O que fazer:
**1)** Cite, sem nenhuma alteração, o trecho do texto sobre o filme Ele Está de Volta que vai de "Ele Está de Volta –" até "Brasil pelo Netflix.".
**2)** Com base no texto sobre o filme Ele Está de Volta, enumere todas as reações que Hitler recebe nas praças cheias de alemães e turistas.
**3)** Prossiga, por favor, com o texto sobre o filme Ele Está de Volta a partir do ponto em que ele termina.

Trecho apresentado:
====

Ele Está de Volta – E o que nossa sociedade com líderes extremistas tem a ver com isso

Por Filipe Rossau

Em outubro de 2014, Adolf Hitler acorda em uma área onde ficava seu antigo bunker, mas que atualmente é uma calma zona residencial em Berlim. Desorientado sobre o mundo atual e até mesmo sobre onde (ou quando) está, anda pelas ruas movimentadas em busca de maiores informações. Nas praças apinhadas de alemães e turistas, é parado para selfies, abraços calorosos e cumprimentos, embora também para reações menos amistosas. Esse cenário foi vivido pelo pouco conhecido ator ítalo-alemão Oliver Masucci em Ele Está de Volta (tradução de Er ist wieder da), filme alemão de 2015, disponibilizado no Brasil pelo Netflix.

====

Dados fornecidos:
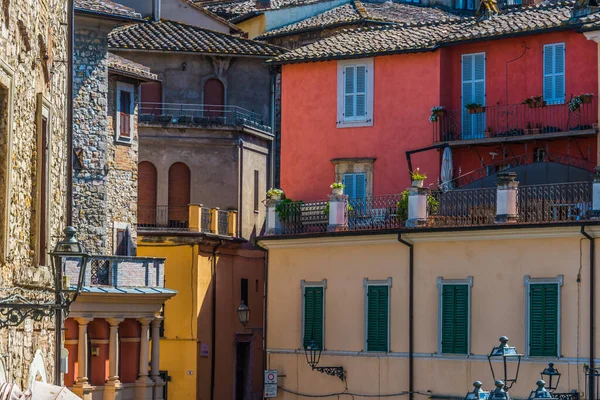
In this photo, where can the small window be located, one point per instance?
(377, 312)
(256, 191)
(244, 290)
(543, 316)
(355, 93)
(454, 315)
(313, 313)
(125, 106)
(554, 73)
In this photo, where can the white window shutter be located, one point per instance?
(349, 91)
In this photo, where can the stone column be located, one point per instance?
(338, 212)
(506, 198)
(82, 387)
(417, 206)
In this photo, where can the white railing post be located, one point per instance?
(506, 198)
(417, 206)
(338, 212)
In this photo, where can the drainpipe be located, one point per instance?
(592, 306)
(213, 334)
(411, 336)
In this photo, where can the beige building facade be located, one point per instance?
(498, 269)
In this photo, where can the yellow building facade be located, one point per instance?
(498, 269)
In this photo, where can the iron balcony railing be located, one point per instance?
(201, 115)
(515, 120)
(551, 203)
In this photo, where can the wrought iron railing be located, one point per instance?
(163, 217)
(206, 219)
(561, 202)
(223, 225)
(462, 207)
(515, 120)
(200, 115)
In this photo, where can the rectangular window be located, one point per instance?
(244, 290)
(454, 318)
(543, 320)
(313, 313)
(125, 107)
(377, 314)
(554, 73)
(355, 185)
(256, 191)
(355, 93)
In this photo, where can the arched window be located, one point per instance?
(179, 194)
(146, 193)
(214, 97)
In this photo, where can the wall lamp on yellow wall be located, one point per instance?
(313, 356)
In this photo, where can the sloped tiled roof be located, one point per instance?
(364, 12)
(415, 37)
(127, 67)
(106, 7)
(175, 36)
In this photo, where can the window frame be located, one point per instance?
(369, 88)
(440, 283)
(303, 285)
(564, 74)
(130, 88)
(528, 281)
(366, 283)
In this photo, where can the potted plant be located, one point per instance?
(474, 108)
(275, 194)
(436, 112)
(535, 102)
(417, 178)
(337, 188)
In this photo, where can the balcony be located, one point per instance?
(200, 116)
(516, 123)
(535, 204)
(193, 218)
(120, 271)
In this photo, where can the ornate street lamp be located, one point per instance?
(313, 356)
(244, 313)
(478, 393)
(511, 361)
(540, 392)
(552, 376)
(68, 258)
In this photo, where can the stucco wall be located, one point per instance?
(22, 80)
(498, 267)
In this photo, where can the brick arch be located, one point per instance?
(147, 192)
(179, 192)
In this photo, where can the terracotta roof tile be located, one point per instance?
(411, 37)
(128, 67)
(110, 8)
(175, 36)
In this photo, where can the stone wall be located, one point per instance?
(105, 176)
(33, 40)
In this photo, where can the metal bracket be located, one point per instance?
(332, 371)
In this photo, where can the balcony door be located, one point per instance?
(473, 91)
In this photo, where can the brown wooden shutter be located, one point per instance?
(147, 191)
(214, 98)
(179, 192)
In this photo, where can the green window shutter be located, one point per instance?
(455, 319)
(543, 320)
(313, 316)
(377, 318)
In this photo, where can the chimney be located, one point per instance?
(156, 10)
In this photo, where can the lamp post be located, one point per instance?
(509, 357)
(552, 376)
(313, 356)
(68, 256)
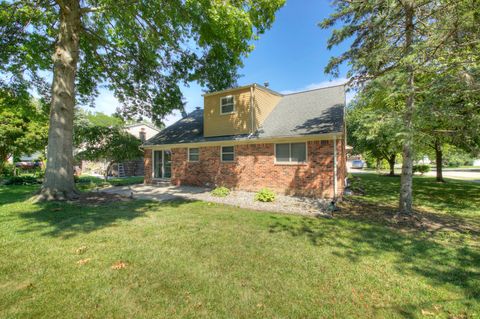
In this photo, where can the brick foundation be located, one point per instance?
(255, 168)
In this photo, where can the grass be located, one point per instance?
(200, 260)
(86, 182)
(455, 197)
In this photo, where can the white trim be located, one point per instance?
(226, 97)
(163, 164)
(221, 153)
(279, 139)
(188, 155)
(290, 162)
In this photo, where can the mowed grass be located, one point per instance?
(200, 260)
(454, 197)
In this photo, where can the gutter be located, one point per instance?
(252, 115)
(334, 167)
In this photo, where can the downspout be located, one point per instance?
(252, 115)
(334, 167)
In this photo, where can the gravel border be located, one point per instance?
(305, 206)
(283, 204)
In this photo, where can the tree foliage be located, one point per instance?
(141, 50)
(374, 125)
(111, 144)
(403, 40)
(23, 123)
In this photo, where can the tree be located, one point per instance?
(401, 39)
(23, 123)
(373, 124)
(111, 144)
(142, 50)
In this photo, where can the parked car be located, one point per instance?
(358, 164)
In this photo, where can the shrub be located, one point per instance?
(265, 195)
(220, 191)
(22, 180)
(7, 170)
(421, 168)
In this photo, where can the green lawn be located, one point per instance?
(201, 260)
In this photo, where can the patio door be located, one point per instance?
(162, 164)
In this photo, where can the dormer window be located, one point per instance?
(227, 105)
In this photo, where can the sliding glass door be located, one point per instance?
(162, 164)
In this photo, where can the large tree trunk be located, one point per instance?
(438, 161)
(406, 181)
(59, 183)
(391, 163)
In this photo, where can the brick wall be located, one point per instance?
(254, 168)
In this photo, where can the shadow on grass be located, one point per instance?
(454, 196)
(16, 193)
(65, 220)
(440, 263)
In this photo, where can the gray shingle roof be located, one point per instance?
(319, 111)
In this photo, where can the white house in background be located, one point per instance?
(142, 131)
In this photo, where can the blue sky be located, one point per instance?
(291, 56)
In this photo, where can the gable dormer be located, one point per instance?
(237, 111)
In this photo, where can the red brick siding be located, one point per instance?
(254, 168)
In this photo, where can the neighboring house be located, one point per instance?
(251, 137)
(142, 131)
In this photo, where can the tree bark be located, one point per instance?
(391, 163)
(109, 166)
(59, 182)
(439, 161)
(406, 181)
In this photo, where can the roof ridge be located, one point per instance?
(321, 88)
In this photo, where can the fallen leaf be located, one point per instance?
(81, 250)
(119, 265)
(427, 313)
(84, 261)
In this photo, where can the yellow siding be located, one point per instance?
(264, 103)
(239, 122)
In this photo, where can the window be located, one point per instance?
(227, 105)
(143, 135)
(291, 153)
(193, 154)
(228, 154)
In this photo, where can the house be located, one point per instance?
(251, 137)
(142, 131)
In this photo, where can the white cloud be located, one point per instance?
(349, 96)
(318, 85)
(172, 118)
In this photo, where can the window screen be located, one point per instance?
(297, 152)
(291, 152)
(193, 154)
(228, 154)
(227, 104)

====

Resultados por tarefa:
**1)**
Ele Está de Volta – E o que nossa sociedade com líderes extremistas tem a ver com isso

Por Filipe Rossau

Em outubro de 2014, Adolf Hitler acorda em uma área onde ficava seu antigo bunker, mas que atualmente é uma calma zona residencial em Berlim. Desorientado sobre o mundo atual e até mesmo sobre onde (ou quando) está, anda pelas ruas movimentadas em busca de maiores informações. Nas praças apinhadas de alemães e turistas, é parado para selfies, abraços calorosos e cumprimentos, embora também para reações menos amistosas. Esse cenário foi vivido pelo pouco conhecido ator ítalo-alemão Oliver Masucci em Ele Está de Volta (tradução de Er ist wieder da), filme alemão de 2015, disponibilizado no Brasil pelo Netflix.

**2)** selfies; abraços calorosos; cumprimentos; reações menos amistosas

**3)**
Masucci é pouco conhecido na Europa, o que facilitou que saísse trajado de Hitler sem que as pessoas o reconhecessem como ator e sim identificando-o apenas como alguém fantasiado. Isso faz parte da premissa do filme porque, na história, Hitler é confundido com um imitador perfeito e levado à televisão. A trajetória deste Hitler dos dias atuais é registrada sem que as pessoas que interagem com ele saibam a razão por trás do personagem. Isso gera um longa-metragem que mistura ficção com documentário e humor (o chamado mockumentary). A fórmula é bastante semelhante a Borat, personagem escrachado de Sacha Baron Cohen. Adiciona-se aí o tema de uma ferida que ainda está sendo cicatrizada pelos alemães – o holocausto nazista – com uma colherada de sátira com o pensamento extremista da sociedade deste país.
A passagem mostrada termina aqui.